- EXERCISE PROMPT -
In the records below, locate the line containing "Target: white column", then extract it and all following lines exactly, ending with the last line.

[[ INPUT DATA open ]]

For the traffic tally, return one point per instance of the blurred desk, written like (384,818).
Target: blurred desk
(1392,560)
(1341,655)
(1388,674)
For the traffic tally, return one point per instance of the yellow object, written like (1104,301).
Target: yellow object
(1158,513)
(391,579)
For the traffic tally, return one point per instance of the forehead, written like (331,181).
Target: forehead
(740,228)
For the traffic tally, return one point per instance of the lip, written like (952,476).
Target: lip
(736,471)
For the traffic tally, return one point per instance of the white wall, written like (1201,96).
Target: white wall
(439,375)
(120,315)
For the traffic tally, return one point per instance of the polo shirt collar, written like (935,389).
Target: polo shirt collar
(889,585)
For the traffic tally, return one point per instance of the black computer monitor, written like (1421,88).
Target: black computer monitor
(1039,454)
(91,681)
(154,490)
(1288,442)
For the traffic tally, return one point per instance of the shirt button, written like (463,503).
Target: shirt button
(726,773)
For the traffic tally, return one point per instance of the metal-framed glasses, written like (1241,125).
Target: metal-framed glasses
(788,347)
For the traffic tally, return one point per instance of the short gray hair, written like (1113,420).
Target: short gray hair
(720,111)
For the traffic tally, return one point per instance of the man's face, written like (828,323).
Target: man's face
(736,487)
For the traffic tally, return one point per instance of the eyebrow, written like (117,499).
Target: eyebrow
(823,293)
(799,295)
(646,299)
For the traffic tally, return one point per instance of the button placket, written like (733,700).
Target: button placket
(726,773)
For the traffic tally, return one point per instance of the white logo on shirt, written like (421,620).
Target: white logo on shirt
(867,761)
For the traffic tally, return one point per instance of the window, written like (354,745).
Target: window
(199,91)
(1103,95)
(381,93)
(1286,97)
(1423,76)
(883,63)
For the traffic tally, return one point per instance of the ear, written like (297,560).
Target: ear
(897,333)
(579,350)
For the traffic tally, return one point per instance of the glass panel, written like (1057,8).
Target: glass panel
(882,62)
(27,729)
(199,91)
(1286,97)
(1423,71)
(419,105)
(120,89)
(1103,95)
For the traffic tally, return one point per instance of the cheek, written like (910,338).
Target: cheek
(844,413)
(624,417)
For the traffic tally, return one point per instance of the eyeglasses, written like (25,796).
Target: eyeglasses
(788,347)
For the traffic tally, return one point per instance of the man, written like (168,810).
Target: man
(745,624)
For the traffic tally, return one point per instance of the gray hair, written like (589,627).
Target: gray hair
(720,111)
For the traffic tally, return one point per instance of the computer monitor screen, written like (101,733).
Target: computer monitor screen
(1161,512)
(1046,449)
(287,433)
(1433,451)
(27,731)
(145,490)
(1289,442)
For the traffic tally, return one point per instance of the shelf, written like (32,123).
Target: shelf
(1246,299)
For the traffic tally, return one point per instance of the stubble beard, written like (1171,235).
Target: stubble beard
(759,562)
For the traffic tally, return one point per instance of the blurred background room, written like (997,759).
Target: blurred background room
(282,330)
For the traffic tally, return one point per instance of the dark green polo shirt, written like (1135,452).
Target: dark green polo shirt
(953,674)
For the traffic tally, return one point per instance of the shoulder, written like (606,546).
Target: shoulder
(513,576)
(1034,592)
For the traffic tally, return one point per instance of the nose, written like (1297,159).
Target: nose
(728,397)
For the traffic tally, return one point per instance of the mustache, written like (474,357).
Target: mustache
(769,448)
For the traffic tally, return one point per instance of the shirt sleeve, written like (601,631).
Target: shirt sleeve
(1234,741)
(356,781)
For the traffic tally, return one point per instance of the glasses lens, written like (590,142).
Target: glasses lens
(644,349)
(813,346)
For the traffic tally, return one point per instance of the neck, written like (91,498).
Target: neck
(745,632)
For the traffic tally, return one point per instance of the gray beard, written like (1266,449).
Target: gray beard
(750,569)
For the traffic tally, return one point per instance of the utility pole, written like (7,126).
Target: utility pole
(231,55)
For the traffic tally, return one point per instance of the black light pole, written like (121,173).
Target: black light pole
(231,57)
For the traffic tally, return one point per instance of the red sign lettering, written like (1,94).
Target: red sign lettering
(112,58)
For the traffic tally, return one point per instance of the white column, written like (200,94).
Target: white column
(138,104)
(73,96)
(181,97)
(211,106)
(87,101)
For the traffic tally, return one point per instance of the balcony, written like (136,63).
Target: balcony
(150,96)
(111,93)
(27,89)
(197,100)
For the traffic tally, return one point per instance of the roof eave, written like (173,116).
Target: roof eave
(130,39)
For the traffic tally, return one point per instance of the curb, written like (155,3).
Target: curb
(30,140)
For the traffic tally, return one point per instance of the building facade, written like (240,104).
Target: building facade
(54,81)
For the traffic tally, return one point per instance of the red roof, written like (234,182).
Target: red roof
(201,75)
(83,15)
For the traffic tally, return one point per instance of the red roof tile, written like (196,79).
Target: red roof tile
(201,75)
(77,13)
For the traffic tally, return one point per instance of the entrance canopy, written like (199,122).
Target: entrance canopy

[[ INPUT DATA closed ]]

- RESULT OF THIS EXERCISE -
Target: white column
(138,104)
(73,96)
(181,97)
(211,106)
(87,101)
For the traffic tally, return one point per instance of the balcony, written like (136,63).
Target: balcony
(150,96)
(111,93)
(27,89)
(197,100)
For the traffic tally, return one point per instance of the roof eave, written like (173,116).
Target: roof eave
(130,39)
For the traffic tally, return one point per instance of the curb, written like (155,3).
Target: curb
(30,140)
For the traffic tally, return one point per instance of the building facade, written like (240,104).
Target: building facade
(54,81)
For the traffic tally, return one point per instance of the red roof, written like (234,182).
Target: red roof
(201,75)
(83,15)
For the traffic tally, return one point per instance of the red roof tile, written like (196,79).
Target: red roof tile
(201,75)
(77,13)
For the traffic tally, return one point per instance of the entrance canopy, written like (199,122).
Target: entrance canopy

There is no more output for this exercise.